2022 Saskatoon Meewasin provincial by-election
| September 26, 2022 |

Riding of Saskatoon Meewasin
- Turnout: 37.51% (▼18.79%)
|  | First party | Second party |
|  | NDP | SP |
| Candidate | Nathaniel Teed | Kim Groff |
| Party | New Democratic | Saskatchewan |
| Popular vote | 2,624 | 1,712 |
| Percentage | 56.77% | 37.04% |
| Swing | +5.53% | −9.12% |
- A map of Saskatoon's provincial ridings, showing Saskatoon Meewasin highlighted in red.
| MLA before election Ryan Meili New Democratic | Elected MLA Nathaniel Teed New Democratic |

= 2022 Saskatoon Meewasin provincial by-election =

The 2022 Saskatoon Meewasin provincial by-election was held on September 26, 2022, for the Legislative Assembly of Saskatchewan, in Canada.
+--
_GIVEN EXERCISE 1_. Decide whether each statement agrees with the by-election summary, and for each give yes or no along with the deciding words of the summary, quoted exactly: (a) Turnout in the by-election was 37.51%. (b) The by-election was held for the Legislative Assembly of Saskatchewan. (c) Ryan Meili was elected MLA in the by-election.

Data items
+--
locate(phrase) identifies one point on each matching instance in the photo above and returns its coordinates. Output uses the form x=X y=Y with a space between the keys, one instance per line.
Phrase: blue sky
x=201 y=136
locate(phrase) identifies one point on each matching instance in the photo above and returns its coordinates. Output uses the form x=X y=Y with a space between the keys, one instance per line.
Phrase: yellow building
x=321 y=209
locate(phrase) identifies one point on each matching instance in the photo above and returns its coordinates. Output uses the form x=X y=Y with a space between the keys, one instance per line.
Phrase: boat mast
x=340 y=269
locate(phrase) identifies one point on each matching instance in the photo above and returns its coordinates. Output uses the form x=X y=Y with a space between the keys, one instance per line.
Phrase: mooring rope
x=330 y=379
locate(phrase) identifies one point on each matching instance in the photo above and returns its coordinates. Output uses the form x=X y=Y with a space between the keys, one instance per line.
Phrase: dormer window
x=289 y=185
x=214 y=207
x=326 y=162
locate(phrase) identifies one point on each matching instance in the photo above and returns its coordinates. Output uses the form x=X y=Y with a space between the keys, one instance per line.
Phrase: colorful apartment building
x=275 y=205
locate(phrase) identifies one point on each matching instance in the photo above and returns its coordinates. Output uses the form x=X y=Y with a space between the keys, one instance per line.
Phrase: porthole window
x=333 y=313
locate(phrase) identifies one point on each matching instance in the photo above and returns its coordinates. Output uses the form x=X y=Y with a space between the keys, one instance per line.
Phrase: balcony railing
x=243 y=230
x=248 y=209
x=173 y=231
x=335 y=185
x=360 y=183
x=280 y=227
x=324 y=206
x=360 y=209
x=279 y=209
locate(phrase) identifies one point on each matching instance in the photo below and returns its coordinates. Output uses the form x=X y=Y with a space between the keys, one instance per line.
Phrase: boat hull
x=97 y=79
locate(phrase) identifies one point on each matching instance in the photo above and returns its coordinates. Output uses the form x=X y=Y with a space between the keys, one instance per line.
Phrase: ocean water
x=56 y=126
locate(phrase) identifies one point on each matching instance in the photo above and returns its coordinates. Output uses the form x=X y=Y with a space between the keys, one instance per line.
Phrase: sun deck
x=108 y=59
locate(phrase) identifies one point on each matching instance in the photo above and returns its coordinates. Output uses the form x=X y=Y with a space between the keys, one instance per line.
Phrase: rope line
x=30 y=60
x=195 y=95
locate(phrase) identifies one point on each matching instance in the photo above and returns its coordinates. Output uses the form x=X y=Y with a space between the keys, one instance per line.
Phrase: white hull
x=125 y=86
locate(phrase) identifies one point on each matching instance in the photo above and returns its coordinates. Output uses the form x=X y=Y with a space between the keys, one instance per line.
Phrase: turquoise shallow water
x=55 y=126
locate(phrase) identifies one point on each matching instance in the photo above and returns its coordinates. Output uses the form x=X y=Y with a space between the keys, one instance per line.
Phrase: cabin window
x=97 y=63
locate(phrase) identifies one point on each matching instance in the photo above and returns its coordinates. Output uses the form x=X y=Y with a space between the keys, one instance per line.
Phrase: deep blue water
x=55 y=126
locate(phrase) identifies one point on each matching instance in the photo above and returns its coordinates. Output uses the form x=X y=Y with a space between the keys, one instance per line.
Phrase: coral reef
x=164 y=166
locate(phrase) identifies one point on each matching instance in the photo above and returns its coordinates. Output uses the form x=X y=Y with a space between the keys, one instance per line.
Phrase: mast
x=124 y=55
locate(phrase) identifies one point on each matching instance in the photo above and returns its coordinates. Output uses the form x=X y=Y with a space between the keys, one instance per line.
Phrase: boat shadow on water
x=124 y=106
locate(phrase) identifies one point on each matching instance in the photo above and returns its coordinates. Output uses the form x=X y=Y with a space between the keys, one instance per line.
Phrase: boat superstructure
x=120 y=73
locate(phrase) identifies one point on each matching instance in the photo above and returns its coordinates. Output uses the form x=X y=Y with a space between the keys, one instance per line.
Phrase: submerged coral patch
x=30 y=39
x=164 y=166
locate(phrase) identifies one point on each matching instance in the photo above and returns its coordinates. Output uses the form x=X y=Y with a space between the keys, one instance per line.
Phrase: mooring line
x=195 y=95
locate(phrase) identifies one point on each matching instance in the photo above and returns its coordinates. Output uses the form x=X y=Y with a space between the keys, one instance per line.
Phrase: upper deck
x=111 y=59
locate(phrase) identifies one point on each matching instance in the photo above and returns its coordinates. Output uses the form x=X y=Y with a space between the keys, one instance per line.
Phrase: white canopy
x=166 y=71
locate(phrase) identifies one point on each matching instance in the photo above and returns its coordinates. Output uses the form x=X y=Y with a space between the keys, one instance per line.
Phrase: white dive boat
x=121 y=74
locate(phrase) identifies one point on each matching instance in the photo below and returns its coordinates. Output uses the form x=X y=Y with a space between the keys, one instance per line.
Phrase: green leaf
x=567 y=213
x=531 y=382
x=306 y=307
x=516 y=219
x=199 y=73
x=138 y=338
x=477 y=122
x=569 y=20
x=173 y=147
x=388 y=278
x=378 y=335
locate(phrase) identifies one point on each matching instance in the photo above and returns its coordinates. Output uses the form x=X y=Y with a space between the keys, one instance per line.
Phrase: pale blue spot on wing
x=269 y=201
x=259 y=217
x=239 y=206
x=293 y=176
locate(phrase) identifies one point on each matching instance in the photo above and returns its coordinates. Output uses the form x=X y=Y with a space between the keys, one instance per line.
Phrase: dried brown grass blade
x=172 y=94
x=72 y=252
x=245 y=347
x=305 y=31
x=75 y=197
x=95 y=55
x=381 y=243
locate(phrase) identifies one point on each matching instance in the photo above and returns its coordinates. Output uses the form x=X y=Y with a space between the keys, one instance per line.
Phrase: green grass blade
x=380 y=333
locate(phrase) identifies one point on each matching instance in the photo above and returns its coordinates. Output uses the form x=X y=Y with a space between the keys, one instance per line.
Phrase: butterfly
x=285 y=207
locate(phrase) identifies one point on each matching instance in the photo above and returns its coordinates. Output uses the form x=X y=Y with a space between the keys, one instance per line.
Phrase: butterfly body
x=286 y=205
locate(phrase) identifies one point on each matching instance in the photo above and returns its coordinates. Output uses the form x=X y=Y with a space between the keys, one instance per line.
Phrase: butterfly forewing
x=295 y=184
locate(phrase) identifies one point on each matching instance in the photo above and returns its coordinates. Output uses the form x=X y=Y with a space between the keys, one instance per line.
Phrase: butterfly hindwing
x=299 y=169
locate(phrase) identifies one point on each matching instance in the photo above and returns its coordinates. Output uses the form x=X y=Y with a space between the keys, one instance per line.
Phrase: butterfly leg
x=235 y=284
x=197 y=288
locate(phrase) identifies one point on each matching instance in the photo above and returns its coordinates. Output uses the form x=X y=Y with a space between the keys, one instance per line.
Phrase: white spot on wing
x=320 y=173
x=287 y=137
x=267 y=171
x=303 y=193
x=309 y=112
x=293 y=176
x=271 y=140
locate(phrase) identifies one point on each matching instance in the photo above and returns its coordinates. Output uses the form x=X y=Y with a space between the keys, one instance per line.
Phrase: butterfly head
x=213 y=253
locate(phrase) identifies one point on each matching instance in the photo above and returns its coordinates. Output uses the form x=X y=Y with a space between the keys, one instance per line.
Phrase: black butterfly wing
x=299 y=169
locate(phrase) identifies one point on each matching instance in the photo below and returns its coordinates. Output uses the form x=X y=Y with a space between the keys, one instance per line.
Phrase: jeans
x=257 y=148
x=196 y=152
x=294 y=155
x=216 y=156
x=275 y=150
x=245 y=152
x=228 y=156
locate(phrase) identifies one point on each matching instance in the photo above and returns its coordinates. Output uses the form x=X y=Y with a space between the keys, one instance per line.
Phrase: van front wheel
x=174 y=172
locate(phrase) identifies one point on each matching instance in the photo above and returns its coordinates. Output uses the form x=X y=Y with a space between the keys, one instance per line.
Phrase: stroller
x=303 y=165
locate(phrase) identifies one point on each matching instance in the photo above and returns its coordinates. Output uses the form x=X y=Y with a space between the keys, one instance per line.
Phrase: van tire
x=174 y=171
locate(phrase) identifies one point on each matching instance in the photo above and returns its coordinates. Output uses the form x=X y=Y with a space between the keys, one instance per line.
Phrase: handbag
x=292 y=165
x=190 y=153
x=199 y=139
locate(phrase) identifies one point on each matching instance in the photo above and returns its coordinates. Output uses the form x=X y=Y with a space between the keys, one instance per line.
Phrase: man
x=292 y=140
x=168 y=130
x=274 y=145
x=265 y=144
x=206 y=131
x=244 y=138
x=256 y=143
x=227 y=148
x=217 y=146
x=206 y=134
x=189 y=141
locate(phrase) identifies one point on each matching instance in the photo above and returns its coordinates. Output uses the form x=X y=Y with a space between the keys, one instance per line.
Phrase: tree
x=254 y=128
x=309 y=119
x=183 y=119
+--
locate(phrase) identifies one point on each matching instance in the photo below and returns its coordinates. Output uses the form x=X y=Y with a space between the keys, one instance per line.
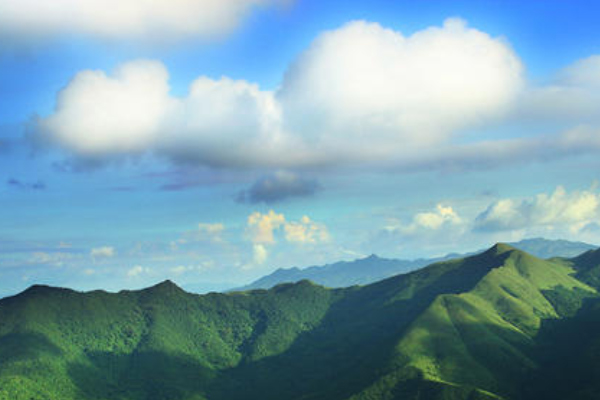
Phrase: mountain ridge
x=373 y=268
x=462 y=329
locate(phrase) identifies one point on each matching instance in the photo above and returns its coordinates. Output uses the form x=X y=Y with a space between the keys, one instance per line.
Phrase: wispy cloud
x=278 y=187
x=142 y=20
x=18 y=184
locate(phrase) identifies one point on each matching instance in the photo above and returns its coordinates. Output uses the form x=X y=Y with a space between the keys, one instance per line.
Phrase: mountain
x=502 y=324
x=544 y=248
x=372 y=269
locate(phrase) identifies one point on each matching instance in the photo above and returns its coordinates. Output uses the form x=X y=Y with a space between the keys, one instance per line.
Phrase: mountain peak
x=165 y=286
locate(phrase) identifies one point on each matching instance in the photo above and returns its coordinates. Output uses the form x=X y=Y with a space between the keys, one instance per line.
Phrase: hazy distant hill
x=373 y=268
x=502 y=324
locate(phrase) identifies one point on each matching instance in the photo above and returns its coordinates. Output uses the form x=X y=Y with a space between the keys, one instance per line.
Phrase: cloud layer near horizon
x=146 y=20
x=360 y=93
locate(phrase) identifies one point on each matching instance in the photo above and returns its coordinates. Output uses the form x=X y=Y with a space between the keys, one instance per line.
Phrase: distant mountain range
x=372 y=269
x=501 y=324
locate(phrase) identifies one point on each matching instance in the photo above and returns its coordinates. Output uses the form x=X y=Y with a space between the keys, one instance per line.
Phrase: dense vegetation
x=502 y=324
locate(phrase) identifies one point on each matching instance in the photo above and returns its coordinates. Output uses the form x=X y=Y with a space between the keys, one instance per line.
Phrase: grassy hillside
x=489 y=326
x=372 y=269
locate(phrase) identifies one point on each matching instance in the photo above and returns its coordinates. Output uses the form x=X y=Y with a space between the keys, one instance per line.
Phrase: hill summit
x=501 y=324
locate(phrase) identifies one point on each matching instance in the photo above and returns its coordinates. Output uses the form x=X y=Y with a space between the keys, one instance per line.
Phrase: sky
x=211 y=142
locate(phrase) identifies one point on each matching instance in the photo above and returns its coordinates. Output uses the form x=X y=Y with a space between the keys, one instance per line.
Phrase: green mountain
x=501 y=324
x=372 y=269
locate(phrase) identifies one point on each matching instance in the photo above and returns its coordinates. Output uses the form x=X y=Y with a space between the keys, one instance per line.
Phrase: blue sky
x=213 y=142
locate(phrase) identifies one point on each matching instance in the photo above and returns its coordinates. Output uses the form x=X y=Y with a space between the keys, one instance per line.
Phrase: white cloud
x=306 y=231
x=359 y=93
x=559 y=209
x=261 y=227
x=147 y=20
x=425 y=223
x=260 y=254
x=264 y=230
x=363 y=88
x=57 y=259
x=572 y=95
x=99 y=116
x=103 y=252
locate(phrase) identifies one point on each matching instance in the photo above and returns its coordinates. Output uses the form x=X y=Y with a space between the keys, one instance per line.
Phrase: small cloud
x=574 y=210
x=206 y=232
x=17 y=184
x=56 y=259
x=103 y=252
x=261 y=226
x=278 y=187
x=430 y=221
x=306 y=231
+--
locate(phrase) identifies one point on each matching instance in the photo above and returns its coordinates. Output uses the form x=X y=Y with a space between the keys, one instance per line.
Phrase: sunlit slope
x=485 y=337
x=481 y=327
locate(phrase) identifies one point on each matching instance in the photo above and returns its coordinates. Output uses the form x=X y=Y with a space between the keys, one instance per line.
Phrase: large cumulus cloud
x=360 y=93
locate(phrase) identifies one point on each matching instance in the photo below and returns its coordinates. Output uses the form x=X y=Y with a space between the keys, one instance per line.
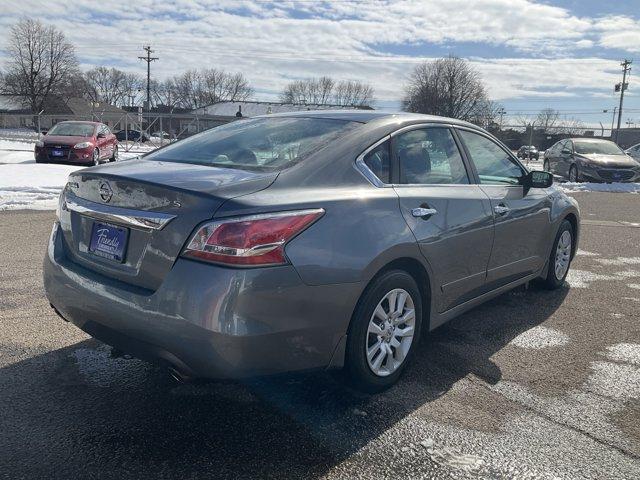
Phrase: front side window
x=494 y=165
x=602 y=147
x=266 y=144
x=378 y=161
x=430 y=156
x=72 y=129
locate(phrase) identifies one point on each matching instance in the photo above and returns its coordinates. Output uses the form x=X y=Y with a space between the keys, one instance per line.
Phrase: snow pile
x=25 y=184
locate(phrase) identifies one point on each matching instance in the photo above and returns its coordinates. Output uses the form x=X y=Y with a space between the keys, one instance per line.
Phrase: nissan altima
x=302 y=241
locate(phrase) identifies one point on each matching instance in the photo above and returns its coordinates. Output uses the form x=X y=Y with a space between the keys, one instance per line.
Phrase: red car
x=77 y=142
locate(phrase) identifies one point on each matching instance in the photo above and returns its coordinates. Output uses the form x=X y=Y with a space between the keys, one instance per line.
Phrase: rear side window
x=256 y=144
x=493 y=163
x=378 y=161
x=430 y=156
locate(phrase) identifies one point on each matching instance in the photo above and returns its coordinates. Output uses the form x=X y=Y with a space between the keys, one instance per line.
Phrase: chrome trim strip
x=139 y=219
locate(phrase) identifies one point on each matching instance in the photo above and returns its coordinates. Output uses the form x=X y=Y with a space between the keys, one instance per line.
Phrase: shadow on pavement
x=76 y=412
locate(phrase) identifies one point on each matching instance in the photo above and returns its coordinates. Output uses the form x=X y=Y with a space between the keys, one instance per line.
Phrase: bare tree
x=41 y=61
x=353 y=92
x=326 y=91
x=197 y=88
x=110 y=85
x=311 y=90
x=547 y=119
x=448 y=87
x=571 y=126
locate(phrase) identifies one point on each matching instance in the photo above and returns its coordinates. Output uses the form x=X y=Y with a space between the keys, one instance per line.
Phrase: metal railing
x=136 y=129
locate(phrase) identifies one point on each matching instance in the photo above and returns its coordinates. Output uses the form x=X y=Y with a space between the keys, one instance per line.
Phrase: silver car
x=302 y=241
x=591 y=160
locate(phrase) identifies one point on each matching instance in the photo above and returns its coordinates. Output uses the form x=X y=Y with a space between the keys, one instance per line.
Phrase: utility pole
+--
_GIVEN EXERCISE 2_. Filter the records, copying every line that contains the string "blue". Treat case as significant.

_EXPECTED ANSWER 1_.
(a) Yes: "Turnout: 37.51%"
(b) Yes: "for the Legislative Assembly of Saskatchewan"
(c) No: "Elected MLA Nathaniel Teed New Democratic"

_EXPECTED ANSWER 2_.
Phrase: blue sky
Phrase: deep blue water
Phrase: pale blue spot on wing
Phrase: blue sky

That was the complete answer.